Directions for this task - Copy all of the data below exactly, line for line.
━━━━━━━━━━━━━━━━━━━━━━━━━━━━━━
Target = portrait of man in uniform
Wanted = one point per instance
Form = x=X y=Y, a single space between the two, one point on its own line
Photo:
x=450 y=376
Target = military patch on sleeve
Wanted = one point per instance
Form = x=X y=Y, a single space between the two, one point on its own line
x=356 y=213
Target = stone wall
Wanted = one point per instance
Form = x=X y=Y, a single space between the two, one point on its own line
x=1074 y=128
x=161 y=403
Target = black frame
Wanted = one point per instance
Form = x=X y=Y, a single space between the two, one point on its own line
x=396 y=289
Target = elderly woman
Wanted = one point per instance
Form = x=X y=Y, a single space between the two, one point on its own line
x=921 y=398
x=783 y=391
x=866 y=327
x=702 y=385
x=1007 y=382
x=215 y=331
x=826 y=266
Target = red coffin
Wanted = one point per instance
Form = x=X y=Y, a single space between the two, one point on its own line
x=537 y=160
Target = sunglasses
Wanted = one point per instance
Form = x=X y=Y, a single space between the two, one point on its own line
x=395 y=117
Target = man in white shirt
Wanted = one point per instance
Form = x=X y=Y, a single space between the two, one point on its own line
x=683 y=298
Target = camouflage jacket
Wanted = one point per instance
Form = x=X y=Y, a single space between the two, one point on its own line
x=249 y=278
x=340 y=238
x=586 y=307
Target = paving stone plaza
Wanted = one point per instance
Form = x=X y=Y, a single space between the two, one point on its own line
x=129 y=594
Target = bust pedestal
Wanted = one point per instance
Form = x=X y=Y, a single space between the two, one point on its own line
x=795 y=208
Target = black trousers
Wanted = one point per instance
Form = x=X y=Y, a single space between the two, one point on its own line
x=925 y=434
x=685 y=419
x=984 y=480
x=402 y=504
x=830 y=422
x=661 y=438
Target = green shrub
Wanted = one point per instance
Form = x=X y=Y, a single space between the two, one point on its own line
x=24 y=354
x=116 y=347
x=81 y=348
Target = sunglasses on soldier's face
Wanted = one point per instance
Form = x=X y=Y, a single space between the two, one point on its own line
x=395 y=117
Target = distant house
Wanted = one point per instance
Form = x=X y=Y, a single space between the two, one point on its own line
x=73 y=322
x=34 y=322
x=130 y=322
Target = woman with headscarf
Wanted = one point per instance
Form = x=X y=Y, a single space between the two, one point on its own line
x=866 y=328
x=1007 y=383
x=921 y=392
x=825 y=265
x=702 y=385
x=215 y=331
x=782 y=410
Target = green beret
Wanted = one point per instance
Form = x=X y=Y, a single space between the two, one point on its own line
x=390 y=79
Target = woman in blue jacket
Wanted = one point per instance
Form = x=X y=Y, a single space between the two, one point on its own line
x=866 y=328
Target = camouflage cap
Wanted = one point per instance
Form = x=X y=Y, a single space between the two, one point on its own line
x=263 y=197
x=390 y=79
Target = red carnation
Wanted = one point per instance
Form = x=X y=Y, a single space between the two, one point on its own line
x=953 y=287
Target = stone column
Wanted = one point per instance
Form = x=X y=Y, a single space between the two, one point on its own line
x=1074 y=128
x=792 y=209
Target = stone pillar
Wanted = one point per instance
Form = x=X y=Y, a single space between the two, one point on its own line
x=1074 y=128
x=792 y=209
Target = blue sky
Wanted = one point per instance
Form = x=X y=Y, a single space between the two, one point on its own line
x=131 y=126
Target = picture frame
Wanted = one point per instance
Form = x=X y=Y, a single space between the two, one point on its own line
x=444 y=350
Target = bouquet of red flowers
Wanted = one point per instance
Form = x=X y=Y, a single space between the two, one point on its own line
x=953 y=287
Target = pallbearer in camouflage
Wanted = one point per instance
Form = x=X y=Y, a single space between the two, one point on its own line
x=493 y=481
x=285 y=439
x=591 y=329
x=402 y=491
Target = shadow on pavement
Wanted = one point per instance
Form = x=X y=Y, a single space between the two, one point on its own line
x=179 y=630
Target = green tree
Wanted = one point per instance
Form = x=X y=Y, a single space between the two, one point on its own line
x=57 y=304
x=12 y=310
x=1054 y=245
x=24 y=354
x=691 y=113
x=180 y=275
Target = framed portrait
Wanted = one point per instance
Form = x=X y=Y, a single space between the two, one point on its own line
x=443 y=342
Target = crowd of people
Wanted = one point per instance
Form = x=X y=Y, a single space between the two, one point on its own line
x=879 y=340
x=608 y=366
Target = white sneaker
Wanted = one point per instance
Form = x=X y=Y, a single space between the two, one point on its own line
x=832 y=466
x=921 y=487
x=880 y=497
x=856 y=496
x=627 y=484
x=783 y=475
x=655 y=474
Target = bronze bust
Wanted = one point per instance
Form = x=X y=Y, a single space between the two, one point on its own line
━━━━━━━━━━━━━━━━━━━━━━━━━━━━━━
Answer for the task -
Target = portrait of man in uniform
Wanted = one point per instance
Form = x=X y=Y, a single space between the two, one point on its own line
Photo:
x=450 y=376
Target = military patch on sleeve
Wanted = one point per instance
Form = x=X y=Y, a single space between the two, one point on its own line
x=356 y=213
Target = stone wall
Wanted = one point per instance
Form = x=X y=Y, a single space between the two, one point on its own line
x=1074 y=128
x=161 y=403
Target = black frame
Wanted = one point per instance
Form = x=X y=Y, a single space between the two, one point on its own line
x=396 y=289
Target = elderly woman
Wanted = one point per instance
Form = x=X y=Y, a single space between the two, one point on its own line
x=921 y=398
x=783 y=391
x=866 y=327
x=702 y=385
x=1007 y=382
x=215 y=331
x=826 y=266
Target = red coffin
Wanted = one point per instance
Form = x=X y=Y, a single space between the two, one point on its own line
x=537 y=160
Target = sunglasses
Wanted = one point per instance
Form = x=X y=Y, a single space between the two, one point on its own line
x=395 y=117
Target = man in white shirt
Wanted = one point per instance
Form = x=X y=Y, a single space between the two, one point on its own line
x=683 y=298
Target = camouflage jacket
Wanted = one point per instance
Form = x=X y=Y, a single space between the two, one point on its own line
x=249 y=278
x=340 y=238
x=586 y=307
Target = paving stone plaza
Wanted = one point per instance
Form = x=X y=Y, a single space between the two, one point on its own line
x=129 y=594
Target = bust pedestal
Wanted = one point per instance
Form = x=X y=Y, a single space between the two, one point on its own line
x=795 y=208
Target = black trousers
Wanted = one point per instance
Form = x=X y=Y, a single space between the two, one point on its own line
x=925 y=434
x=685 y=419
x=984 y=480
x=402 y=504
x=830 y=422
x=661 y=438
Target = green shrub
Wanted = one point per instance
Form = x=X y=Y, a single space between the two, one point on its own line
x=24 y=354
x=116 y=347
x=81 y=348
Target = sunglasses on soldier's face
Wanted = one point per instance
Form = x=X y=Y, a single space between the two, one point on its own line
x=395 y=117
Target = distant house
Wanted = one point per instance
Form = x=X y=Y, a single space between the two, one point on its own line
x=73 y=322
x=34 y=322
x=130 y=322
Target = woman with headscarf
Wanted = one point per instance
Form = x=X y=Y, a single space between the two, one point on its own line
x=866 y=328
x=1007 y=383
x=921 y=392
x=825 y=265
x=702 y=385
x=215 y=331
x=782 y=410
Target = green beret
Wanted = one point per instance
Form = x=X y=Y, a single space between the two, one point on its own line
x=390 y=79
Target = woman in blue jacket
Wanted = one point per instance
Form = x=X y=Y, a single space between the two, one point on its own line
x=866 y=328
Target = camouflage cap
Wanted = one point per instance
Form = x=X y=Y, a single space between the two, one point on its own line
x=263 y=197
x=390 y=79
Target = red carnation
Wanted = one point per instance
Form = x=X y=Y, a single space between the two, one point on its own line
x=953 y=287
Target = stone column
Wanted = one point per instance
Form = x=X y=Y, a single space between the two, one point on its own line
x=1074 y=128
x=792 y=209
Target = stone pillar
Wanted = one point per instance
Form = x=X y=Y, a single space between the two, one point on its own line
x=1074 y=128
x=792 y=209
Target = blue sky
Wanted = one point per instance
Form = x=X y=Y, a single space between the two, one point on its own line
x=131 y=126
Target = picture frame
Wanted = one point per instance
Form = x=X y=Y, a single space between the two, one point on its own line
x=444 y=350
Target = bouquet of red flowers
Wanted = one point per instance
Form = x=X y=Y, a single space between the two, one point on its own line
x=953 y=287
Target = pallbearer in camouflage
Wanted = one point per instance
Form = x=X y=Y, a single space between the two, one point on its own line
x=493 y=481
x=285 y=439
x=591 y=329
x=402 y=491
Target = shadow on pavement
Wanted = one point per instance
Form = x=X y=Y, a single space between the two, one point on its own line
x=179 y=630
Target = green tree
Wanted = one point per instance
Form = x=X y=Y, a single space between the two, one point on its own line
x=57 y=304
x=12 y=310
x=1054 y=245
x=24 y=354
x=691 y=113
x=180 y=275
Target = framed portrait
Wanted = one point per instance
Form = x=X y=Y, a single space between the two, one point on its own line
x=443 y=342
Target = crowd of people
Wanted = one point per instance
Form = x=X y=Y, a single space between the two, one point on its own line
x=879 y=340
x=608 y=366
Target = white sneaker
Wanted = one point per instance
Form = x=X y=Y, a single space between the two, one point on its own line
x=832 y=466
x=921 y=487
x=880 y=497
x=856 y=496
x=627 y=484
x=783 y=475
x=655 y=474
Target = bronze bust
Wanted = one point per instance
Form = x=X y=Y, a single space between the two, one point on its own line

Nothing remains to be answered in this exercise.